(PASSAGE PROVIDED)

The Hip-Pocket City
Living on the Big Island, I've learned to love Honolulu even more.
I didn't hate Honolulu when I moved away almost two years ago. After 23 years there, I wasn't trying to escape the beaches resembling ant colonies, restaurants where the cost of the appetizer kills your appetite, stink eye from the punks gunning their bling-bling Civics at the stoplight or the relentless creep of Big Boxes. I actually find all that stuff interesting, in a morbid sort of way. And to my countrified Big Island friends, who talk about Honolulu as if it's some kind of cancerously clogged artery about to explode, I've always said, Well, no, actually, Honolulu is a great little "hip-pocket city." That always shut them up quick, because they, like I, had no idea what I meant.
Now I do. My first visit back to Honolulu came eight months after moving to the Big Island. Almost immediately, symptoms of chronic Rose-Colored Eyeglasses Syndrome began to appear. Have you ever noticed how beautiful the drive is from the airport along Nimitz?
On my second trip, a couple of months later, the diagnosis was confirmed. That's when I noticed myself feeling a peculiar affection for Waikiki, even after being forced to stay there on business for four days. When living in Honolulu, I considered Waikiki good for two things: going to big-screen movies and gawking at garish tourist culture. Now, here I was gliding underwater through the milky ocean, now, sitting on my oceanfront hotel room lanai sipping wine with a good buddy, now, seriously considering purchasing a 6-foot-long Swatch watch in a Kalakaua boutique, now, munching fresh basil at a Thai hole-in-the-wall on Kuhio.
I've been back to O'ahu three times. Besides Waikiki, I spent a week house-sitting for friends in Waimanalo and a couple nights at the Ihilani Resort in Ko Olina–all great interludes, but too much like what you O'ahu folks think of as a "Neighbor Island getaway," and, since I already live on the best Neighbor Island, why pay today's surreal interisland airfares?
|Illustration: Michael Austin|
What I have loved when returning to O'ahu is what's available nowhere else in the world: the sweet little city of Honolulu. It's all right there before you: the beautiful women on Bishop Street in their sharp, short skirts and flowery blouses, the muddy bowl of 'awa at Hale Noa in Kapuhulu, the local-kine service among the worlds of wine at Tamura's and Fujioka's, the next new little restaurant in Kaimuki to be explored with old friends.
And Manoa. Even when I lived there, I got nostalgic for the neighborhood. At the end of the workday, riding my motorcycle into the back of the valley, a mist playing upon my face, I'd just sigh and grin, smitten with the slanted sunlight turning the Ko'olau ridges a luminous green-gold, in love with the shoppers buzzing around Manoa Marketplace like a particularly successful Sims neighborhood. When I returned after eight months away, these feelings again poured over me like a passing rain.
I even got to spend a night in my former Manoa home.
A shama thrush somewhere in the lychee tree sang its astounding song, stopping only for a moment when a bus roared into its climb up Alani Drive.
When living on Alani, I tuned out the buses. Now, their spewing roar sounded like the city coming awake. I remembered the seats filled with Japanese aunties and their collapsible rolling carts, young men in aloha shirts hugging their briefcases like Bibles, chattering students in their school uniforms pointing at the flashy sports cars whizzing by below.
I love coming back to Honolulu, because now I feel like I do when visiting an exciting city for the first time. But it's even better than Paris or San Francisco, because it's all right there in your hip pocket.

(End PASSAGE PROVIDED)
(DATA)

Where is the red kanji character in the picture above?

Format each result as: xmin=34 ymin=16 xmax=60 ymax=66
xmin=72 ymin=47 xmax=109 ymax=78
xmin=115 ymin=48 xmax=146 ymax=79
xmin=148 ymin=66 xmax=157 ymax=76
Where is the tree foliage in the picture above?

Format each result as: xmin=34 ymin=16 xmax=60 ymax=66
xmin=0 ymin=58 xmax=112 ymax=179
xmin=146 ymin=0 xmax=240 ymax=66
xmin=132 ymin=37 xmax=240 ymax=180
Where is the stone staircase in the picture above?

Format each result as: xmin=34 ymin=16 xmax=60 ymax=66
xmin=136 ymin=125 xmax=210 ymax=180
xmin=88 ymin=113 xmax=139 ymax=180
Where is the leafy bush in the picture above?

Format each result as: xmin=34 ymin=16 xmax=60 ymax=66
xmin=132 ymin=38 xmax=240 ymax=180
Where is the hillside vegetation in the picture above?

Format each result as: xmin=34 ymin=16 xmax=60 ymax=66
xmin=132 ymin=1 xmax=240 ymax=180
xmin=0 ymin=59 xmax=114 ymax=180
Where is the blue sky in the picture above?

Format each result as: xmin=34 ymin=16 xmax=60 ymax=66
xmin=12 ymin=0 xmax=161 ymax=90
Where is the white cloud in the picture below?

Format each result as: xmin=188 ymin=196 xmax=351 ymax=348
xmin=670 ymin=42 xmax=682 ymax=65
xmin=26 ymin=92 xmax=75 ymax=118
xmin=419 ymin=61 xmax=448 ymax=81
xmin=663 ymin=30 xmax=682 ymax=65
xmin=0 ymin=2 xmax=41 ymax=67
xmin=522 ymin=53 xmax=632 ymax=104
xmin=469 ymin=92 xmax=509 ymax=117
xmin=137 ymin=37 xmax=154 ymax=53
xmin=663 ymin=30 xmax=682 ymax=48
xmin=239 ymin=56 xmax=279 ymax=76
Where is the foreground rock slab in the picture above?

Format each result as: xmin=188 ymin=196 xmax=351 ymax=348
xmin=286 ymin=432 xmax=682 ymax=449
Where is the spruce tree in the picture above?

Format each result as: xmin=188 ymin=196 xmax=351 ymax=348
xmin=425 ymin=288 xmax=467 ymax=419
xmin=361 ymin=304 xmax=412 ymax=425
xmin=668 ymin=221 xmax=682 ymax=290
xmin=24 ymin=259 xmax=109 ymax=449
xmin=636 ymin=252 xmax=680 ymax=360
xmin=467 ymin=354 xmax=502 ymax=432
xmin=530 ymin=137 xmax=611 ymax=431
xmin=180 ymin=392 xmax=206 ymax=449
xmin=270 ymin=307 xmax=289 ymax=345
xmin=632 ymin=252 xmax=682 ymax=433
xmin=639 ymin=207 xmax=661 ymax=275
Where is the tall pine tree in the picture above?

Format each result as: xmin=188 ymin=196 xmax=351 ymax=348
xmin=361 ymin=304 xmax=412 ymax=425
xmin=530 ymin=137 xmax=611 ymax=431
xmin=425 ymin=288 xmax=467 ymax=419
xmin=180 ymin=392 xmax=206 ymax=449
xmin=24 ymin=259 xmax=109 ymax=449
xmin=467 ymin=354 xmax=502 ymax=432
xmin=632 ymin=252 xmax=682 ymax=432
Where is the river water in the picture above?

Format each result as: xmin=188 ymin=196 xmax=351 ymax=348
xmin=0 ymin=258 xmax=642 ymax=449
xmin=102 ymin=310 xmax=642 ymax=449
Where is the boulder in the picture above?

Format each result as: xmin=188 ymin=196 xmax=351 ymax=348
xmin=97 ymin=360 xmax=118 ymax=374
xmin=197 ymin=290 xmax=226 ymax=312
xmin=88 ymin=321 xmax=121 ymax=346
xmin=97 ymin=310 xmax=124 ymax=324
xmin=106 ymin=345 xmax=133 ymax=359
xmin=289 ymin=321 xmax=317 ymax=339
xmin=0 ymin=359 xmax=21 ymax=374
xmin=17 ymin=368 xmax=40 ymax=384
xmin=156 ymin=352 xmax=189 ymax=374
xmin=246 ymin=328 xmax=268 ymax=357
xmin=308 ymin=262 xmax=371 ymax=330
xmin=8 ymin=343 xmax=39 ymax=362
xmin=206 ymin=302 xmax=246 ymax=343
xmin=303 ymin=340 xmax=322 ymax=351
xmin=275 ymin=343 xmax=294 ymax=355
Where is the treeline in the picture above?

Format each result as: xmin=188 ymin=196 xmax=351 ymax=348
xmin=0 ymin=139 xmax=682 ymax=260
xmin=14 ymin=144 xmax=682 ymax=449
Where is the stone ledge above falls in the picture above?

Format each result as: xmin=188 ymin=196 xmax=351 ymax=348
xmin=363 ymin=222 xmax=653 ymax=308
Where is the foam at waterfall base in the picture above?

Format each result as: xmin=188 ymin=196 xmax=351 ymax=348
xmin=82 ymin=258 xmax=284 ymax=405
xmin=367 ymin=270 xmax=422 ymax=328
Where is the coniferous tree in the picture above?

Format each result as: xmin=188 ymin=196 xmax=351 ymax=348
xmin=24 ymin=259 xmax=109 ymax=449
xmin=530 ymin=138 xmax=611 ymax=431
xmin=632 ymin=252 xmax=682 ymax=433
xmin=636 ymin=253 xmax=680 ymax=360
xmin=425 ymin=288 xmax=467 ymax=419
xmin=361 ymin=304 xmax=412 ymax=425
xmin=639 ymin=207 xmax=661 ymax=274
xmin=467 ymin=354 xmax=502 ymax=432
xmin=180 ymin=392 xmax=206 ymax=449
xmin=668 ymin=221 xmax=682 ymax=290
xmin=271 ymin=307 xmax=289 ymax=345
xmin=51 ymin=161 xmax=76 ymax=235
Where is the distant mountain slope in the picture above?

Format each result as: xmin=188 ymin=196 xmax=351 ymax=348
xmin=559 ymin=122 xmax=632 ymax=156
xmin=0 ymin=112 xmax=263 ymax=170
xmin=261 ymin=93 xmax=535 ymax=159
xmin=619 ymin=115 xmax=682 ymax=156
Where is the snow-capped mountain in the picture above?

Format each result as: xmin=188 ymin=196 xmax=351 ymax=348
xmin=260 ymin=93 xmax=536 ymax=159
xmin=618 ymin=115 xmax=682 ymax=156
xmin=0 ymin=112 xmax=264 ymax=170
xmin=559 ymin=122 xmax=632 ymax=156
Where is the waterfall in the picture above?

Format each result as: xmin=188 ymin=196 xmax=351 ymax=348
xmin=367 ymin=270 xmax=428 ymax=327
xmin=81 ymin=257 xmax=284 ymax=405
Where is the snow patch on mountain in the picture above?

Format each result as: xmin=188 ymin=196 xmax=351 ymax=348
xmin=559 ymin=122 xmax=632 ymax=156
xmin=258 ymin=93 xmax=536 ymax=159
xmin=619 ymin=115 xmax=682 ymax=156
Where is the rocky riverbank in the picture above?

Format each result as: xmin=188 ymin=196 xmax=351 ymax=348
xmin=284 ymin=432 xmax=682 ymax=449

(End DATA)

WORK INSTRUCTIONS —
(A) Repeat the Honolulu essay word for word, everything from "And Manoa. Even" down to "former Manoa home.".
(B) In the Honolulu essay, how many years had the writer lived in Honolulu before moving away?
Use nothing but the Honolulu essay as your source.

RESPONSES TO THE EXERCISE —
(A)
And Manoa. Even when I lived there, I got nostalgic for the neighborhood. At the end of the workday, riding my motorcycle into the back of the valley, a mist playing upon my face, I'd just sigh and grin, smitten with the slanted sunlight turning the Ko'olau ridges a luminous green-gold, in love with the shoppers buzzing around Manoa Marketplace like a particularly successful Sims neighborhood. When I returned after eight months away, these feelings again poured over me like a passing rain.
I even got to spend a night in my former Manoa home.

(B) 23 years